> [Exercise directions] Reproduce the rows from the very first line through the line containing "[0,0,654,329]", swapping every "photograph" for "image" and leaving everything else unchanged.

=-=-=-=-=

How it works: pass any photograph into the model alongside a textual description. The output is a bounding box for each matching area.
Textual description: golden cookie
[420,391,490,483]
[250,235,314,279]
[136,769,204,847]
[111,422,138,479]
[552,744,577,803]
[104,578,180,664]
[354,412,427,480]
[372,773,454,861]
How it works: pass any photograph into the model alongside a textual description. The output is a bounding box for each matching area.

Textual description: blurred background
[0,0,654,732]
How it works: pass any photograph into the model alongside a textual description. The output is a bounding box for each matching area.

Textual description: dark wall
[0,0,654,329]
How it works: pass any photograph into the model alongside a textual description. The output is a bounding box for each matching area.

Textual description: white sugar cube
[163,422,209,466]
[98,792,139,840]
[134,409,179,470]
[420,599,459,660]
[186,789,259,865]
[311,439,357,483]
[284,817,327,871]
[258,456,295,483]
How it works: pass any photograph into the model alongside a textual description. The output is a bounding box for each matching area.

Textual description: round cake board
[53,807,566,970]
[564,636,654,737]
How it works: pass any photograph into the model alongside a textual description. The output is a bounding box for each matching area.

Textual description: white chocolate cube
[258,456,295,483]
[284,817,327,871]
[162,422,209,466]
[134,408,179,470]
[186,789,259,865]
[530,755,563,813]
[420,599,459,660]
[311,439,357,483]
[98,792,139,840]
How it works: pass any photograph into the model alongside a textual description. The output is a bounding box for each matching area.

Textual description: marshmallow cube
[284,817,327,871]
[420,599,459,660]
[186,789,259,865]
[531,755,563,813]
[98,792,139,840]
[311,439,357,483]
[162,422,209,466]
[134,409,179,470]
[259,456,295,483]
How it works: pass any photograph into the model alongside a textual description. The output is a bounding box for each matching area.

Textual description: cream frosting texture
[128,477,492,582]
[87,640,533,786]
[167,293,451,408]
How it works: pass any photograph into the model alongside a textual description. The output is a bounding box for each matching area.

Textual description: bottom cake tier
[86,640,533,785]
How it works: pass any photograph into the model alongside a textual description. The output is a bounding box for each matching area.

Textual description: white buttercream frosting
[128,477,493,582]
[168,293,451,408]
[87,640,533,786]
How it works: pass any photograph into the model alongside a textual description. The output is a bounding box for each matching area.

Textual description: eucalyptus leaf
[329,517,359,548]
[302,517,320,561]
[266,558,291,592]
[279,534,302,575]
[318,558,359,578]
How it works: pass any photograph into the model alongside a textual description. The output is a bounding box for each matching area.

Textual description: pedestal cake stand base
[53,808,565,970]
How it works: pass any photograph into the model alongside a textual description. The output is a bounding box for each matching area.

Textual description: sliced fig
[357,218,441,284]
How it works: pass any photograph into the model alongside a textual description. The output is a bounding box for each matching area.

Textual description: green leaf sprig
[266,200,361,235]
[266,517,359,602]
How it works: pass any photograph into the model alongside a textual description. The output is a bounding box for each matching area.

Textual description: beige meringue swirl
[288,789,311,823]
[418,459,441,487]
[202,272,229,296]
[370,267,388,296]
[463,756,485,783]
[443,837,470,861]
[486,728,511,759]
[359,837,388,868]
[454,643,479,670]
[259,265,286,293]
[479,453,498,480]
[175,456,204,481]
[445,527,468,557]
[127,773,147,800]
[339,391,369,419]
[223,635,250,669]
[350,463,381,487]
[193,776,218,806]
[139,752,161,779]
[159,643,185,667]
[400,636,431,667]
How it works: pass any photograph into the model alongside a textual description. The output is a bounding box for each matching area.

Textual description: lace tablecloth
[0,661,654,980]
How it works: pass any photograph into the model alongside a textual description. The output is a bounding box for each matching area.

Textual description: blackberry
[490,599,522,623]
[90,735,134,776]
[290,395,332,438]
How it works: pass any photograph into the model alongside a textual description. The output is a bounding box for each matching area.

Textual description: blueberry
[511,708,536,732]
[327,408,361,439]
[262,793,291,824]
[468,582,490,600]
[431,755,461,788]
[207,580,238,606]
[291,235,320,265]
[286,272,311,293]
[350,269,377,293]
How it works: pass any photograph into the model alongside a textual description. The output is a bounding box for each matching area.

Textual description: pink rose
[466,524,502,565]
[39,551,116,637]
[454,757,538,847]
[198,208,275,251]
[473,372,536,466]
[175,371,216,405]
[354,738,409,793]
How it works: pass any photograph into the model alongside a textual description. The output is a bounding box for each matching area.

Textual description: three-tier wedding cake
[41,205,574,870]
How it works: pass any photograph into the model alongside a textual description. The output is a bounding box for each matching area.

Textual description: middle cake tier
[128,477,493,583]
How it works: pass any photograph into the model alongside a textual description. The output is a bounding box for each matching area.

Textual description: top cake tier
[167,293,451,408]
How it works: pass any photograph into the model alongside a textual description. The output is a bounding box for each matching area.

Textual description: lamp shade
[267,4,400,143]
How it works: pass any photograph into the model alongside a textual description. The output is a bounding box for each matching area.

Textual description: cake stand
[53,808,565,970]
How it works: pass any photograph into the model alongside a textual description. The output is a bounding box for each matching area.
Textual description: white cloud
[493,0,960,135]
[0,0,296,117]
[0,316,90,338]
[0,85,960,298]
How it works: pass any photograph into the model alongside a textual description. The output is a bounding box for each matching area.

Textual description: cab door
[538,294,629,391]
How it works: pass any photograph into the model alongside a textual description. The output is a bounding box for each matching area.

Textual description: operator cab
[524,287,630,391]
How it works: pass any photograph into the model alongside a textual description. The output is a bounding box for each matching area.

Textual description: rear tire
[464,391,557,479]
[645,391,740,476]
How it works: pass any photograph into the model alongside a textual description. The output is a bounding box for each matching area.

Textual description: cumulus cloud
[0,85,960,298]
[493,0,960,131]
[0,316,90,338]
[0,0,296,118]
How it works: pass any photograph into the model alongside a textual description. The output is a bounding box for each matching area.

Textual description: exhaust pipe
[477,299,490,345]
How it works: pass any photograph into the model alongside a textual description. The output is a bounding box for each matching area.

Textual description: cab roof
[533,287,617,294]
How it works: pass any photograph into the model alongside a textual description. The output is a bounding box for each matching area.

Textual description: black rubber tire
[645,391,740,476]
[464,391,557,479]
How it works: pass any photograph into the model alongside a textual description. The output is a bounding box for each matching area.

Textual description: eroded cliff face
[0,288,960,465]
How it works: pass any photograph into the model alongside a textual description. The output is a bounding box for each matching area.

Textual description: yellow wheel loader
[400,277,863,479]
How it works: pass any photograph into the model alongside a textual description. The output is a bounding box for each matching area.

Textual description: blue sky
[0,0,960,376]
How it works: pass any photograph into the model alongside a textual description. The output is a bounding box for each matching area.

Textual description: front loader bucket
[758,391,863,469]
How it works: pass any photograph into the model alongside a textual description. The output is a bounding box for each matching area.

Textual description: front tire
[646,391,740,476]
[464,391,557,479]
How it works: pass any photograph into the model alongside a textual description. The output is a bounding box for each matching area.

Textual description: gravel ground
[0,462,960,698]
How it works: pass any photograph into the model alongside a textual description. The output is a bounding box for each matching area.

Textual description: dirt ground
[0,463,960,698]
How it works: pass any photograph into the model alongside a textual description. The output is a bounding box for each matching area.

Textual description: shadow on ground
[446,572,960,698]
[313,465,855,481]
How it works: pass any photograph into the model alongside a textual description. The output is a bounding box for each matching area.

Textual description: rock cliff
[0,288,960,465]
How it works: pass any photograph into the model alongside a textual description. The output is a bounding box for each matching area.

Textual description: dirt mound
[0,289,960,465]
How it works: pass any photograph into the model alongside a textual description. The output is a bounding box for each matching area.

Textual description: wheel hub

=-=-=-=-=

> [Response below]
How it works: pass any image into the model alongside a textual description. The output is a bounding box for each matching area.
Textual description: golden cookie
[420,391,490,483]
[250,235,314,279]
[136,769,204,847]
[111,422,138,479]
[552,744,577,803]
[104,578,180,664]
[354,412,427,480]
[372,773,454,861]
How it works: pass any image into the model alongside a textual description. The output is a bounding box for each matching area.

Textual description: blurred background
[0,0,654,732]
How it works: pass any image into the model alongside a textual description. The output is a bounding box for each matching area.

Textual description: dark wall
[0,0,654,329]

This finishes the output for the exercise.